| TASK OBJECTIVE |
Pull out every line in the data that has the string "coordinates" in it.

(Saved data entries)
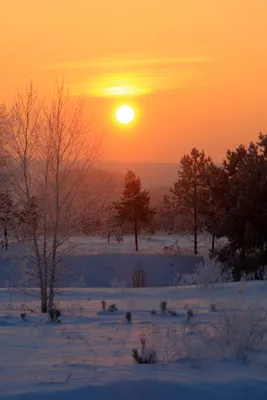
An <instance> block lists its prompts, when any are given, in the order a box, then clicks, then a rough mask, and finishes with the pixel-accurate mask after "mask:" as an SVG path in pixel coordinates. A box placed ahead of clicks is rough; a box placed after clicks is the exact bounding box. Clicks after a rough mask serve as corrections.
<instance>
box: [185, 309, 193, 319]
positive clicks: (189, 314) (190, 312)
mask: <svg viewBox="0 0 267 400" xmlns="http://www.w3.org/2000/svg"><path fill="white" fill-rule="evenodd" d="M186 318H187V321H191V320H192V319H193V318H194V311H193V309H192V308H189V309H188V310H187V313H186Z"/></svg>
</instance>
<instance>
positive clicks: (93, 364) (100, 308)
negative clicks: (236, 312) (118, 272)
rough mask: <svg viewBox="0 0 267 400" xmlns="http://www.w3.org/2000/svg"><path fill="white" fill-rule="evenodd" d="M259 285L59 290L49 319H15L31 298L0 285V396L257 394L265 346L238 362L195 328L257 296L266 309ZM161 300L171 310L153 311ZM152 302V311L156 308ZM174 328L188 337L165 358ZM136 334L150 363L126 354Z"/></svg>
mask: <svg viewBox="0 0 267 400" xmlns="http://www.w3.org/2000/svg"><path fill="white" fill-rule="evenodd" d="M265 293H266V283H265V282H263V283H262V282H252V283H243V284H227V285H226V286H224V287H222V286H221V285H219V286H216V287H212V288H207V289H205V290H204V292H203V289H198V288H196V287H194V286H190V287H179V288H172V287H168V288H145V289H124V290H123V291H122V290H120V291H119V290H116V289H104V288H103V289H98V288H92V289H74V288H73V289H70V288H66V289H64V290H63V291H62V292H61V294H60V296H59V307H60V309H61V310H62V312H63V316H62V323H58V324H57V323H48V322H47V319H46V316H42V315H39V314H35V313H28V321H20V318H19V314H20V312H21V310H22V305H23V304H24V307H25V306H26V305H27V307H30V308H31V309H34V308H35V306H37V303H36V300H35V299H34V298H32V297H31V298H30V297H27V296H26V295H25V294H23V293H20V292H14V293H10V292H8V291H7V290H5V289H2V290H0V304H1V310H0V346H1V347H0V348H1V355H0V393H1V395H0V398H1V400H5V399H27V400H33V399H46V398H49V399H50V400H53V399H57V400H61V399H62V400H63V399H64V400H69V399H73V398H76V399H77V400H81V399H91V398H92V399H96V400H98V399H99V400H104V399H107V398H109V399H122V398H125V397H127V399H129V400H131V399H136V398H140V399H145V398H153V399H155V400H162V398H166V399H174V398H179V399H184V400H191V399H195V397H196V396H197V398H198V399H230V400H231V399H233V400H237V399H252V398H256V399H257V400H260V399H266V395H267V369H266V367H267V357H266V354H265V353H264V351H263V350H262V351H261V352H260V355H257V353H255V354H254V353H252V354H251V356H250V357H249V360H248V362H246V363H242V362H241V361H240V360H237V359H236V358H234V357H232V358H231V357H228V358H226V357H224V354H223V349H217V350H218V351H214V349H215V347H212V346H211V343H210V342H209V341H206V342H205V340H203V337H202V333H203V332H202V333H201V330H199V328H200V327H205V329H206V328H210V327H212V326H213V325H214V324H215V323H216V321H219V320H220V318H221V317H222V316H223V315H224V314H225V312H226V311H227V312H228V313H233V312H238V313H241V311H242V310H243V311H244V310H246V307H247V305H248V304H252V303H255V302H256V301H257V299H259V298H263V301H262V302H261V305H264V307H266V299H265ZM89 299H90V300H89ZM103 299H104V300H106V303H107V306H108V305H109V304H112V303H115V304H116V305H117V307H118V308H119V311H118V312H115V313H110V314H108V313H102V314H101V313H100V314H99V311H101V301H102V300H103ZM162 300H166V301H167V302H168V307H170V308H172V309H173V310H176V311H177V316H170V315H168V314H166V315H160V313H159V303H160V301H162ZM211 302H213V303H214V302H216V304H217V306H218V312H216V313H211V312H210V310H209V305H210V303H211ZM8 305H9V306H8ZM233 305H234V306H233ZM189 306H190V307H191V308H193V309H194V312H195V320H194V322H193V323H192V324H191V325H190V323H188V322H187V321H186V309H187V308H188V307H189ZM152 308H155V309H157V310H158V313H157V314H156V315H155V316H153V315H151V313H150V310H151V309H152ZM126 310H130V311H131V312H132V317H133V322H132V324H128V323H126V322H125V320H124V312H125V311H126ZM263 318H265V319H266V316H264V317H263ZM180 329H186V330H188V332H187V333H188V334H187V335H186V337H187V339H186V341H185V342H183V343H182V349H181V348H180V347H179V345H178V346H177V349H178V355H177V356H176V358H175V359H174V360H172V361H170V360H169V359H168V357H167V356H170V353H171V346H170V344H171V342H172V333H173V332H174V331H175V330H178V331H179V330H180ZM140 333H146V334H147V337H148V341H150V342H151V343H152V342H153V344H154V346H155V348H156V350H157V352H158V356H159V360H160V361H159V364H156V365H137V364H134V362H133V360H132V357H131V354H132V349H133V348H135V347H138V348H140V344H139V334H140ZM190 333H191V334H190ZM191 341H192V346H191V345H190V346H191V347H190V346H189V344H190V343H191ZM168 346H169V347H168ZM203 346H204V347H203ZM167 347H168V352H169V353H168V354H167V351H166V348H167ZM187 347H188V348H187ZM210 347H211V348H212V351H210V349H209V348H210ZM266 349H267V348H266V343H265V350H266ZM181 350H182V351H181ZM183 352H184V353H185V354H183Z"/></svg>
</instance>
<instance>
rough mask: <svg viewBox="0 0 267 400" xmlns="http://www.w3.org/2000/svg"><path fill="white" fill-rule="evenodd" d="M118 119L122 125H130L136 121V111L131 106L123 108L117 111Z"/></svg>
mask: <svg viewBox="0 0 267 400" xmlns="http://www.w3.org/2000/svg"><path fill="white" fill-rule="evenodd" d="M116 118H117V120H118V121H119V122H120V123H121V124H129V123H130V122H132V120H133V119H134V110H133V109H132V107H130V106H121V107H119V108H118V109H117V111H116Z"/></svg>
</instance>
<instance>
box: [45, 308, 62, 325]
mask: <svg viewBox="0 0 267 400" xmlns="http://www.w3.org/2000/svg"><path fill="white" fill-rule="evenodd" d="M60 316H61V311H60V310H58V309H56V308H55V307H51V308H50V309H49V310H48V317H49V320H50V321H52V322H61V321H60V319H59V318H60Z"/></svg>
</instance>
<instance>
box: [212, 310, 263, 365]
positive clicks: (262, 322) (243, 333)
mask: <svg viewBox="0 0 267 400" xmlns="http://www.w3.org/2000/svg"><path fill="white" fill-rule="evenodd" d="M215 333H216V343H217V346H218V347H219V348H221V349H222V351H223V354H224V355H227V356H228V357H234V358H237V359H239V360H241V361H243V362H245V361H247V360H248V357H249V355H251V354H252V353H253V352H255V351H256V350H259V349H260V348H261V347H262V345H263V344H264V339H265V336H266V333H267V324H266V316H265V315H264V316H263V313H262V310H261V309H260V308H248V309H246V310H241V311H240V312H232V313H230V314H224V315H223V316H222V317H221V319H220V321H219V323H218V324H217V325H216V326H215ZM265 350H267V348H266V342H265Z"/></svg>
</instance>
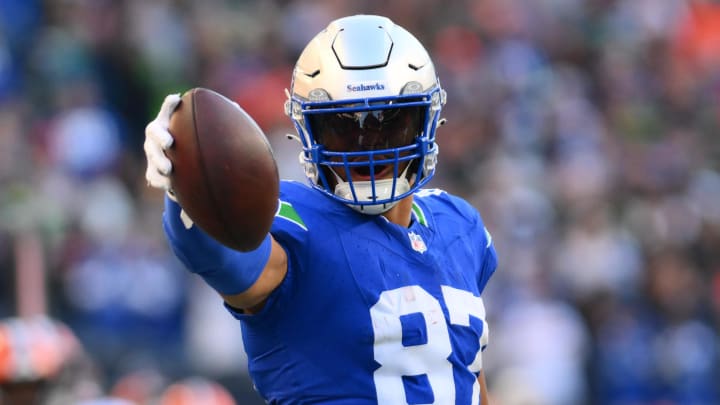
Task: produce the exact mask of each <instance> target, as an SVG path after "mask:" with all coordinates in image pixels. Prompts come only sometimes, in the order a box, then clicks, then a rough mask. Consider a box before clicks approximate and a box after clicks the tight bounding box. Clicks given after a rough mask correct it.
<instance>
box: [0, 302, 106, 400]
mask: <svg viewBox="0 0 720 405" xmlns="http://www.w3.org/2000/svg"><path fill="white" fill-rule="evenodd" d="M98 371H99V370H97V369H96V368H95V364H94V363H93V361H92V360H91V358H90V357H88V355H87V353H86V352H85V350H84V348H83V347H82V345H81V343H80V342H79V341H78V339H77V338H76V336H75V334H74V333H73V332H72V331H71V330H70V329H69V328H68V327H67V326H66V325H65V324H63V323H62V322H60V321H57V320H55V319H51V318H48V317H46V316H36V317H32V318H5V319H3V320H2V321H0V403H2V404H4V405H64V404H69V403H74V402H76V401H81V400H83V399H88V398H94V397H96V396H98V395H99V394H100V393H101V378H100V374H98Z"/></svg>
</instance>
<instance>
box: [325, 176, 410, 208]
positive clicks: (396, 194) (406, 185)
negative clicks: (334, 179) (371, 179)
mask: <svg viewBox="0 0 720 405" xmlns="http://www.w3.org/2000/svg"><path fill="white" fill-rule="evenodd" d="M409 167H410V165H408V166H407V167H405V170H403V172H402V174H400V176H399V178H398V179H397V181H395V194H394V195H396V196H398V195H402V194H405V193H407V192H408V191H409V190H410V183H409V182H408V180H407V177H406V176H405V175H406V173H407V170H408V168H409ZM331 172H332V173H333V175H334V176H335V180H336V181H337V185H336V186H335V195H336V196H338V197H340V198H343V199H345V200H350V201H354V200H355V198H354V197H353V193H352V189H353V188H354V189H355V196H356V197H357V200H358V201H372V200H373V182H372V181H353V182H352V187H351V186H350V183H349V182H347V181H342V179H341V178H340V177H339V176H338V175H337V173H335V171H333V170H331ZM393 181H394V180H393V179H383V180H375V198H374V199H375V200H387V199H389V198H390V197H391V196H393ZM397 203H398V200H395V201H390V202H386V203H381V204H368V205H359V204H347V205H348V206H349V207H350V208H352V209H354V210H355V211H357V212H359V213H361V214H366V215H379V214H382V213H383V212H386V211H388V210H389V209H390V208H392V207H394V206H395V204H397Z"/></svg>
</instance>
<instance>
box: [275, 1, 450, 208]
mask: <svg viewBox="0 0 720 405" xmlns="http://www.w3.org/2000/svg"><path fill="white" fill-rule="evenodd" d="M445 100H446V95H445V91H444V90H443V89H442V88H441V87H440V82H439V80H438V78H437V75H436V73H435V68H434V66H433V63H432V61H431V60H430V56H429V55H428V53H427V51H426V50H425V48H424V47H423V46H422V44H420V42H419V41H418V40H417V39H416V38H415V37H414V36H413V35H412V34H410V33H409V32H408V31H406V30H405V29H404V28H402V27H400V26H398V25H395V24H394V23H393V22H392V21H390V20H389V19H388V18H385V17H379V16H372V15H355V16H351V17H345V18H341V19H338V20H335V21H333V22H332V23H330V25H329V26H328V27H327V28H326V29H325V30H323V31H322V32H320V33H319V34H318V35H317V36H315V38H313V39H312V40H311V41H310V43H309V44H308V45H307V46H306V47H305V50H304V51H303V52H302V54H301V55H300V58H299V59H298V62H297V64H296V65H295V69H294V71H293V80H292V87H291V91H290V94H289V95H288V100H287V102H286V103H285V112H286V114H287V115H288V116H289V117H290V118H291V120H292V121H293V123H294V125H295V128H296V130H297V132H298V134H299V136H300V140H301V142H302V145H303V150H302V152H301V153H300V163H301V164H302V165H303V167H304V169H305V174H306V176H307V177H308V179H309V180H310V183H311V184H312V186H313V187H315V188H316V189H318V190H320V191H322V192H323V193H325V194H327V195H329V196H331V197H332V198H334V199H337V200H339V201H342V202H343V203H345V204H347V205H349V206H351V207H352V208H354V209H355V210H357V211H359V212H362V213H365V214H371V215H376V214H380V213H383V212H385V211H387V210H389V209H390V208H392V207H393V206H394V205H395V204H396V203H397V202H398V201H399V200H401V199H402V198H404V197H406V196H408V195H409V194H411V193H413V192H414V191H415V190H417V189H418V188H420V187H422V186H423V185H424V184H425V183H427V182H428V181H429V180H430V178H431V177H432V176H433V174H434V172H435V164H436V162H437V154H438V147H437V144H436V143H435V130H436V128H437V126H438V123H439V122H441V121H440V111H441V109H442V106H443V105H444V104H445Z"/></svg>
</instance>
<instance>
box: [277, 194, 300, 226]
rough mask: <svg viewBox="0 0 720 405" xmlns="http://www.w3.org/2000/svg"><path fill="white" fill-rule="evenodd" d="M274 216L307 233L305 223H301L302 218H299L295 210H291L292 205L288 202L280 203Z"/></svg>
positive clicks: (291, 208)
mask: <svg viewBox="0 0 720 405" xmlns="http://www.w3.org/2000/svg"><path fill="white" fill-rule="evenodd" d="M275 216H276V217H280V218H283V219H286V220H288V221H290V222H292V223H294V224H296V225H297V226H299V227H301V228H303V229H304V230H306V231H307V226H306V225H305V222H303V220H302V218H300V215H298V213H297V211H295V208H293V206H292V204H290V203H289V202H286V201H280V207H279V209H278V212H277V214H275Z"/></svg>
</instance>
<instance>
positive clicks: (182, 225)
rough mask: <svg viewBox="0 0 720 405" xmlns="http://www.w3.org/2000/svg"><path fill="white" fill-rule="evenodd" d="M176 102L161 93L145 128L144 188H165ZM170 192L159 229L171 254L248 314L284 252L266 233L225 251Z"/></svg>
mask: <svg viewBox="0 0 720 405" xmlns="http://www.w3.org/2000/svg"><path fill="white" fill-rule="evenodd" d="M179 101H180V97H179V95H170V96H168V97H166V99H165V101H164V102H163V105H162V107H161V108H160V112H159V113H158V116H157V118H155V120H153V121H152V122H151V123H150V124H148V126H147V127H146V130H145V154H146V157H147V163H148V166H147V170H146V172H145V177H146V179H147V181H148V184H149V185H150V186H153V187H156V188H160V189H163V190H165V191H168V190H169V189H170V180H169V178H168V174H169V173H170V172H171V170H172V164H171V162H170V160H169V159H168V158H167V156H166V155H165V150H166V149H168V148H169V147H170V146H171V145H172V143H173V138H172V135H171V134H170V133H169V132H168V129H167V128H168V123H169V122H170V116H171V115H172V112H173V111H174V110H175V108H176V106H177V104H178V102H179ZM170 196H171V194H168V197H166V199H165V213H164V215H163V227H164V230H165V233H166V235H167V237H168V240H169V242H170V246H171V248H172V250H173V252H174V253H175V255H176V256H177V257H178V258H179V259H180V261H182V262H183V264H184V265H185V266H186V267H187V268H188V269H189V270H190V271H191V272H193V273H196V274H198V275H200V276H201V277H202V278H203V279H204V280H205V281H206V282H207V283H208V284H209V285H210V286H212V287H213V288H214V289H215V290H217V291H218V292H219V293H220V294H221V295H222V296H223V298H224V299H225V300H226V301H227V303H228V304H229V305H231V306H232V307H235V308H238V309H244V310H249V311H250V312H252V310H253V309H256V308H258V307H259V306H261V305H262V303H263V302H264V301H265V299H266V298H267V297H268V296H269V295H270V293H271V292H272V291H273V290H274V289H275V288H276V287H277V286H278V285H280V283H281V282H282V280H283V278H284V277H285V274H286V273H287V255H286V253H285V250H284V249H283V248H282V247H281V246H280V245H279V244H278V243H277V242H276V241H275V240H274V239H273V238H272V236H271V235H269V234H268V235H267V237H266V238H265V240H264V241H263V243H261V245H260V246H259V247H258V248H257V249H255V250H253V251H250V252H240V251H236V250H233V249H230V248H228V247H226V246H224V245H222V244H221V243H219V242H218V241H216V240H215V239H213V238H212V237H210V236H209V235H207V234H206V233H205V232H203V231H202V230H201V229H199V228H198V227H197V226H194V225H193V223H192V220H191V219H190V218H189V217H188V216H187V215H186V214H185V212H184V211H183V210H182V208H181V207H180V206H179V205H178V203H177V202H175V201H174V200H173V199H172V198H170Z"/></svg>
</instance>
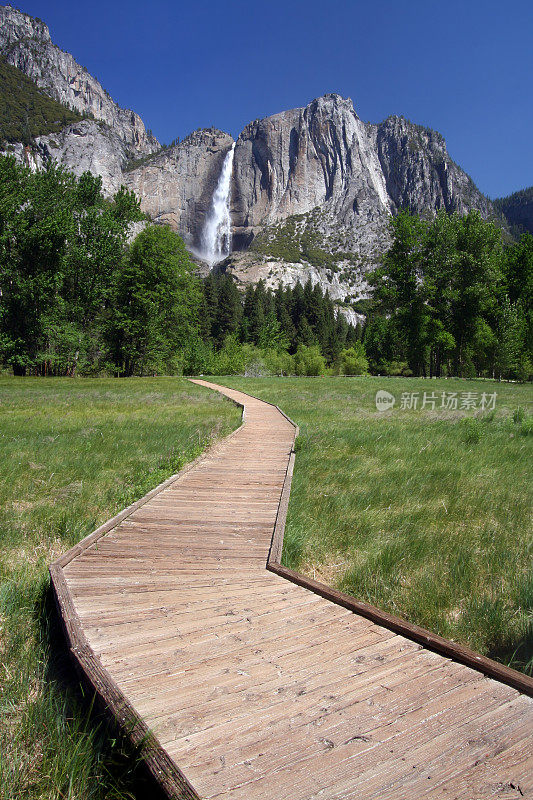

| WRITTEN SOLUTION |
An <instance> block lists its prompts, when any are given, in the order a box, then clicks, then a rough mask, and finishes with the pixel-accurate mask after "mask:" as an SVG path in pixel coordinates. A box placed ahead of clicks is rough; a box placed after clicks is the exact bounding box. Clicks after a rough mask serve as corrections.
Task: produce the exact mask of each <instance> target, as an SVG path after "mask:" with all coordinates in image pixels. Prompts come only sometimes, in the order a box, then clicks, then a rough mask. Consider a box before clicks approximate and a box after clicks the tight bounding box. Clicks given after a rough mask correct it.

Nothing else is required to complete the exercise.